最近、続けて数件また、「軽四は、、、」という
客観論拠の提示のない主張を聞くことがあったので。
二年弱前に某所にポストした記事に同じような批判があり、
それに対して当方の認識と論拠を示した記事を
自分で思い出すためも含めてみんカラにも再掲。
オリジナルの作成は2014年12月29日03:45で、
2016年10月31日20:30の時点で599 viewを戴いているが、
そこでは今のところ反意とその論拠を示すようなコメントは戴いていない。
重ねて予め言っておくが、
わたしは決して軽四が小型車以上の車格を持つ車と
全く同格の安全性を有するハードウェアだとは言っていない。
ただ、安全性はハードの有する静的性能だけが支配するものではなく、
それを操る人間の心理条件などを多々含んだ
ソフトウェアの影響を無視して、
主観にすぎない展開を押し付けられても
内心嘲笑ってしまうだけだということで(笑)。
この記事を書いた当時のわたしは軽四届出ではあるが
ハードは小型登録車とほぼ同一の初代smart coupeのオーナーだったので、
国内製軽四を擁護する必要性はなかったしね。
(アルトに乗り換えることを考え始めたのは年明けて2015年になってから)
しかも、登録は軽四だが
明らかに国産とは違う基準で企画されているsmartを
「軽四」と十把一絡げられて危険視されるのも、
これまた内心、ちゃんちゃら可笑しかったのも。
小型車登録でもシートベルトもないS600の方が
現行軽四規格のアルトより余程弱いだろうな、ってこともね(笑)。
では、前置きが長くなったが、以下にメインパートをコピペする。
---
新型スズキアルトのnews記事におけるつぶやきに
某マイミクさんより軽自動車の即死事故に関する指摘があったので
ちょっと調べてみた。
何か別の件で気にされているようなので
万が一これを読んで同一視されると困るので予め断っておくが
この記事を以って氏の考えを批判するとか言うものでもない。
重箱の隅つつきだという批判に該当するのかもしれないが
主観だけの主張展開や比喩表現では
事実や意図が適切に他人に伝わるものではないため
客観データを添えて理屈を展開するのは
コミュニケーションの上では本来最も重要なことである。
そのために数値データを引っ張ってきてみたのであって
これを重箱云々と言われると、何の意思疎通や相互理解も推進できなくなる。
さて、
下に示すスプレッドシートに整理した情報は
表中に記した2つの団体に依って公表されているデータを引用した表である。

◆ ◆ ◆ ◆ ◆

▶ [小問 1] 抜粋本文によると、記事を書いた当時、筆者は何という車のオーナーでしたか。

◆ ◆ ◆ ◆ ◆

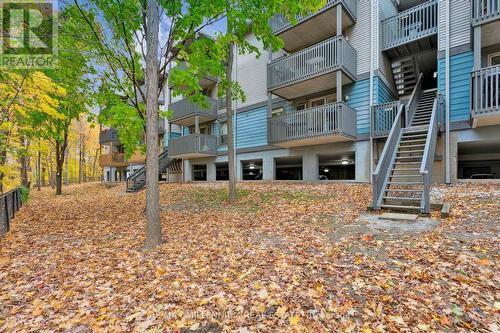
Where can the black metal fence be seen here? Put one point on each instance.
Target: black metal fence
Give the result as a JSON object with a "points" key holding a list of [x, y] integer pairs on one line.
{"points": [[10, 203]]}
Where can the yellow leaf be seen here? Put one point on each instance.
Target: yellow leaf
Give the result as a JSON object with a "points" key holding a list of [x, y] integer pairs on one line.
{"points": [[294, 320], [281, 311]]}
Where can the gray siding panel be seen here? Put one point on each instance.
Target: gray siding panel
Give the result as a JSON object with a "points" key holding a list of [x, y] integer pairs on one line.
{"points": [[359, 36]]}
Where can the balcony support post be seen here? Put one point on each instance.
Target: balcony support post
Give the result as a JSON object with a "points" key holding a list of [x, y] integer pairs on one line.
{"points": [[477, 47], [339, 73], [197, 124]]}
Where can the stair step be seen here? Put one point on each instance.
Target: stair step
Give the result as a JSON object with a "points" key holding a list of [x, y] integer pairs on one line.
{"points": [[398, 207], [410, 151], [407, 163], [403, 199], [406, 169], [412, 141], [411, 146], [405, 176], [404, 191]]}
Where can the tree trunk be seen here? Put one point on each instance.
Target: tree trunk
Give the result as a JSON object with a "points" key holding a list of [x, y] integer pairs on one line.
{"points": [[60, 157], [153, 225], [229, 112]]}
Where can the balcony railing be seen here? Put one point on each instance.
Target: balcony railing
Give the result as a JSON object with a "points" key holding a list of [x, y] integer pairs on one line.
{"points": [[112, 159], [196, 144], [383, 116], [185, 108], [484, 11], [485, 92], [325, 120], [318, 59], [409, 25], [280, 23], [107, 136]]}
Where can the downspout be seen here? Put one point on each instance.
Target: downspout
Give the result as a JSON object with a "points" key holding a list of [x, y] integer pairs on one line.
{"points": [[373, 4], [447, 78]]}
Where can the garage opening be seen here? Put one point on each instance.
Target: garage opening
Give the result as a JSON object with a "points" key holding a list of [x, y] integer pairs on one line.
{"points": [[200, 172], [252, 170], [337, 167], [288, 168], [479, 160], [221, 171]]}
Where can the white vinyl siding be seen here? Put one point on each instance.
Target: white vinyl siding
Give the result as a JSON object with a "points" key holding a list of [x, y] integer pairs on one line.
{"points": [[359, 34], [460, 24]]}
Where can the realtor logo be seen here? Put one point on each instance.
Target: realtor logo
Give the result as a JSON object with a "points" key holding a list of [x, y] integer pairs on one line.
{"points": [[28, 34]]}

◆ ◆ ◆ ◆ ◆

▶ [小問 2] 上のエントリから、「tree」という文字列を含む行をすべて抜き出してください。

▶ [解答 1] 初代smart coupeです。

▶ [解答 2]
Where can the tree trunk be seen here? Put one point on each instance.
Target: tree trunk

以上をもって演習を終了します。